Excerpts from a location annotation dataset
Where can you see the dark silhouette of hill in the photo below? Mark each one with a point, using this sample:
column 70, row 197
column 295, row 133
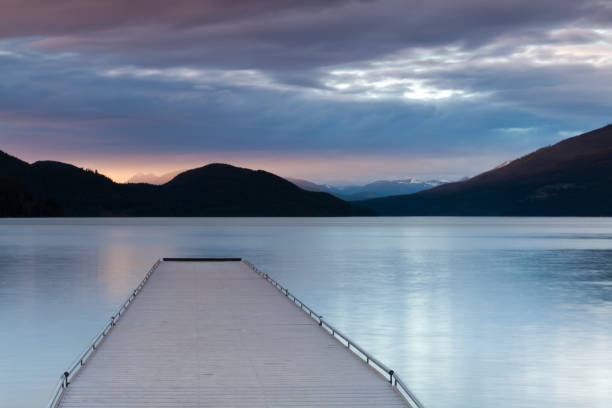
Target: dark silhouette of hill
column 48, row 188
column 570, row 178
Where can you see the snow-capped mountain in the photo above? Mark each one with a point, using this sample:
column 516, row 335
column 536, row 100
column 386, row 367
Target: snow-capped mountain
column 380, row 188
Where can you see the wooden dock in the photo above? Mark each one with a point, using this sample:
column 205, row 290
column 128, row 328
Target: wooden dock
column 217, row 334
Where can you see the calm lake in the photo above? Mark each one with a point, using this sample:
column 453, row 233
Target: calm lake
column 471, row 312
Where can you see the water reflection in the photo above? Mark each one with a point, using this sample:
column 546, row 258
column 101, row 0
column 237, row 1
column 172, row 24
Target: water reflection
column 473, row 312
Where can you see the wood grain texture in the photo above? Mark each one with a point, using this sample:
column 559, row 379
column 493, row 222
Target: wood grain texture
column 215, row 334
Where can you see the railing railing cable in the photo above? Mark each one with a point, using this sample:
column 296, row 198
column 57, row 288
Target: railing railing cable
column 370, row 360
column 80, row 361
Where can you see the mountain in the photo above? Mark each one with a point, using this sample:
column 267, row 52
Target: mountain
column 381, row 188
column 570, row 178
column 149, row 178
column 48, row 188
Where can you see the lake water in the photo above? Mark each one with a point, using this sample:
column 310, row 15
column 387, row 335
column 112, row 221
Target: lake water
column 471, row 312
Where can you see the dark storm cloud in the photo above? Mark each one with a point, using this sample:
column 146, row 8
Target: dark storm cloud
column 444, row 78
column 279, row 34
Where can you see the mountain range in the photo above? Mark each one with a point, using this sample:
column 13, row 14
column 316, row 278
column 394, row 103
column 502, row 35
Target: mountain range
column 381, row 188
column 570, row 178
column 49, row 188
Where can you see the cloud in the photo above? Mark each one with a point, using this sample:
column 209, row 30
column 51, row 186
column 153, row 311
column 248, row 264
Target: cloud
column 424, row 79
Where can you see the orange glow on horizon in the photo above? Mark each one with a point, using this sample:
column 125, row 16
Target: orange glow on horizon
column 316, row 168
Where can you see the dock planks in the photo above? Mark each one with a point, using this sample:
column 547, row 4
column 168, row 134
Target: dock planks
column 216, row 334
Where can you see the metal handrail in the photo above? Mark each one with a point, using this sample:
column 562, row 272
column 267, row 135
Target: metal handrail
column 370, row 360
column 80, row 361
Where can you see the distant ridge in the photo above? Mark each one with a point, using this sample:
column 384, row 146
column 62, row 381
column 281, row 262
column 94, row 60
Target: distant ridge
column 153, row 178
column 570, row 178
column 49, row 188
column 380, row 188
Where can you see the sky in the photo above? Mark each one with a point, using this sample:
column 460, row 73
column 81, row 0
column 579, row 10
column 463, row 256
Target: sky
column 330, row 91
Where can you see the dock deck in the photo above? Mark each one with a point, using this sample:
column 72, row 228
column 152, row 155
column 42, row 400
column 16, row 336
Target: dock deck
column 216, row 334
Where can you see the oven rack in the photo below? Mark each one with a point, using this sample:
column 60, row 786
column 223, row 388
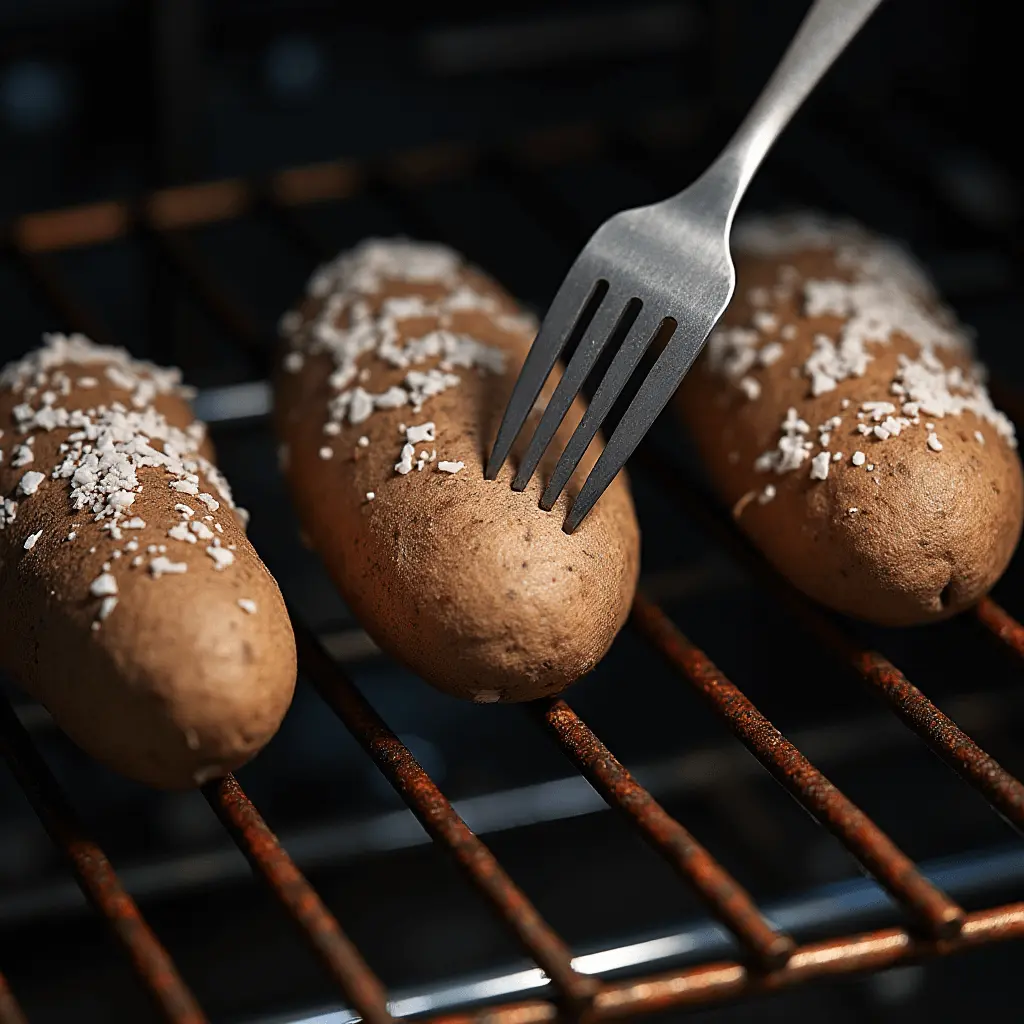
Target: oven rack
column 934, row 924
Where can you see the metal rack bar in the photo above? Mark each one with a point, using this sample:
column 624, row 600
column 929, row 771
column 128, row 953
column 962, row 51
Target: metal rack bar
column 941, row 734
column 259, row 845
column 95, row 876
column 1001, row 625
column 440, row 820
column 933, row 910
column 730, row 980
column 720, row 892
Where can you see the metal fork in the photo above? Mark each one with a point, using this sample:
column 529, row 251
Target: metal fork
column 662, row 270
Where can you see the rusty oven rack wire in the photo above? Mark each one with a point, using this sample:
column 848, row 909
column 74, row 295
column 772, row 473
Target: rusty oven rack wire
column 769, row 960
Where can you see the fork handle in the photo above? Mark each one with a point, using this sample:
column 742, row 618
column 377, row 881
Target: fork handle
column 823, row 34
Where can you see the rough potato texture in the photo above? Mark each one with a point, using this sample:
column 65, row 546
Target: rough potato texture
column 178, row 683
column 467, row 583
column 906, row 507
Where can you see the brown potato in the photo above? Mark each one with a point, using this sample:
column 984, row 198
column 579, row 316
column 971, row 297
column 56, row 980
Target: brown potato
column 466, row 582
column 839, row 411
column 168, row 658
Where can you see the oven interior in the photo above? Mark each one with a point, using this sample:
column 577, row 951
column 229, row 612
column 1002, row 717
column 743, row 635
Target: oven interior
column 509, row 135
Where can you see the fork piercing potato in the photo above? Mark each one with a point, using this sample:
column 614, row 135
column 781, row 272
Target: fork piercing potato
column 396, row 369
column 839, row 411
column 131, row 604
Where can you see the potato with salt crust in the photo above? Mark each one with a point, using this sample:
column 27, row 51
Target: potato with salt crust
column 397, row 369
column 839, row 411
column 131, row 604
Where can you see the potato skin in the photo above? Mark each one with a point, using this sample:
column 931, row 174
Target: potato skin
column 178, row 684
column 923, row 536
column 466, row 582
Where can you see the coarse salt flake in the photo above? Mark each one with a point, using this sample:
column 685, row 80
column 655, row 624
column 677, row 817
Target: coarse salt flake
column 221, row 557
column 819, row 466
column 103, row 586
column 423, row 432
column 162, row 565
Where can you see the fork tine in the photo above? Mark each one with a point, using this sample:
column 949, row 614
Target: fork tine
column 608, row 320
column 657, row 388
column 570, row 303
column 644, row 330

* _To be done_: Reproduce all of the items above word for word, omitting the pictures from your answer.

* _Task solution_:
Where can you see the dark silhouette of hill in the photo below? Mark each one with a point, using this sample:
column 70, row 197
column 295, row 133
Target: dark silhouette of hill
column 48, row 188
column 570, row 178
Where can you see the snow-capped mountain in the photo above? Mark each one with a point, using this sample:
column 516, row 335
column 536, row 100
column 386, row 367
Target: snow-capped mountain
column 380, row 188
Where can you see the wooden dock in the photo above? Mark each one with a point, using this sample:
column 205, row 290
column 128, row 328
Target: wooden dock
column 217, row 334
Where can you see the calm lake in the photo above? Mark each one with a point, using this sample:
column 453, row 233
Target: calm lake
column 471, row 312
Where can you see the water reflection in the photo above? Mark each one with a point, using this sample:
column 546, row 258
column 101, row 0
column 237, row 1
column 172, row 24
Target: water reflection
column 473, row 312
Where can you see the wood grain texture in the photo above? Mark each one with a point, using this sample:
column 559, row 379
column 493, row 222
Target: wood grain texture
column 215, row 334
Where can you see the railing railing cable in the photo above? Mark each one with a point, using this sample:
column 296, row 198
column 57, row 288
Target: railing railing cable
column 370, row 360
column 80, row 361
Where can you see the mountain in the photo above? Mark each one with a point, using this sample:
column 267, row 52
Target: mountain
column 381, row 188
column 570, row 178
column 149, row 178
column 48, row 188
Where can you see the lake water in the photo above? Mark each one with a point, using this sample:
column 310, row 15
column 387, row 335
column 112, row 221
Target: lake water
column 471, row 312
Where can you see the dark storm cloud in the photo above? Mark each one with a point, using this sample:
column 146, row 8
Target: dark storm cloud
column 444, row 78
column 279, row 34
Where can you see the mountain range in the photo above? Mark each one with a point, using this sample:
column 13, row 14
column 316, row 278
column 394, row 103
column 502, row 35
Target: mountain range
column 381, row 188
column 570, row 178
column 49, row 188
Where can you see the cloud in the photo above? Mark each one with a point, using this sample:
column 209, row 30
column 51, row 186
column 153, row 311
column 248, row 264
Target: cloud
column 424, row 79
Where can you see the orange glow on horizon in the photo above? Mark each one with a point, using this sample:
column 125, row 16
Target: orange glow on horizon
column 316, row 168
Where can you see the dock planks in the photo above? Mark each one with a point, using this sample:
column 547, row 4
column 168, row 134
Target: dock planks
column 216, row 334
Where can you see the metal handrail in the photo above? Mark each one with a point, using this sample:
column 562, row 272
column 267, row 135
Target: metal handrail
column 370, row 360
column 80, row 361
Where can you see the distant ridge in the photo above? Mark each one with a point, using this sample:
column 384, row 146
column 62, row 381
column 281, row 262
column 94, row 60
Target: distant ridge
column 153, row 178
column 570, row 178
column 49, row 188
column 380, row 188
Where can you see the sky in the photo above? Mark each one with a point, using this sample:
column 460, row 73
column 81, row 0
column 579, row 10
column 463, row 256
Target: sky
column 330, row 91
Where can you see the dock deck in the photo above? Mark each one with a point, using this sample:
column 72, row 228
column 152, row 155
column 42, row 400
column 16, row 336
Target: dock deck
column 216, row 334
Where can you see the oven rack in the photo below? Mark each one with a point, using this sample:
column 60, row 786
column 223, row 388
Target: oven rack
column 934, row 924
Where can you see the metal rack bar in the photo above? Mark each one with a point, using this sample:
column 624, row 600
column 929, row 771
column 128, row 953
column 962, row 51
Target: metal rack bar
column 941, row 734
column 259, row 845
column 95, row 876
column 1001, row 625
column 440, row 820
column 933, row 910
column 730, row 980
column 720, row 892
Where can you see the metal fork in the photo above? Mark each one with a point, using this sample:
column 529, row 251
Target: metal fork
column 662, row 270
Where can you see the rusty oven rack wire in the photo above? Mark each one with a point, using this sample:
column 848, row 909
column 74, row 295
column 772, row 473
Target: rusty oven rack wire
column 769, row 960
Where can you see the fork handle in the photo above? Mark each one with a point, using this sample:
column 742, row 618
column 377, row 881
Target: fork handle
column 823, row 34
Where can you see the rough potato texture in the photo above? Mark each one with a point, using this sample:
column 65, row 546
Target: rough potato texture
column 178, row 683
column 467, row 583
column 906, row 507
Where can you see the brown potato in the photo above? Mark each one with a point, using this sample:
column 984, row 198
column 579, row 316
column 971, row 297
column 56, row 980
Target: brown potato
column 466, row 582
column 839, row 411
column 168, row 658
Where can you see the oven interior in the photo above? Mark each one with a point, using this sample:
column 577, row 951
column 229, row 612
column 1002, row 717
column 743, row 635
Target: oven interior
column 509, row 135
Where can you see the fork piercing potato in the photo above? Mark each one with a point, using this sample:
column 614, row 135
column 781, row 272
Target: fork piercing potato
column 396, row 369
column 839, row 411
column 131, row 604
Where can you see the potato with salt crust in the photo above? Mark each one with a point, using this sample:
column 27, row 51
Target: potato with salt crust
column 397, row 369
column 839, row 411
column 131, row 604
Where can you see the potato skin in the photo above? Mark each one with a point, using this sample:
column 931, row 174
Target: potato skin
column 178, row 684
column 923, row 536
column 466, row 582
Where can you see the coarse salt flake in the photo above? Mark each one with a point, using this sample:
column 685, row 80
column 655, row 624
column 677, row 817
Target: coarse salt flake
column 221, row 557
column 819, row 466
column 103, row 586
column 423, row 432
column 162, row 565
Where can you see the fork tine in the photo above? Mark each one with a point, using this sample:
column 949, row 614
Target: fork tine
column 608, row 320
column 657, row 388
column 570, row 303
column 644, row 330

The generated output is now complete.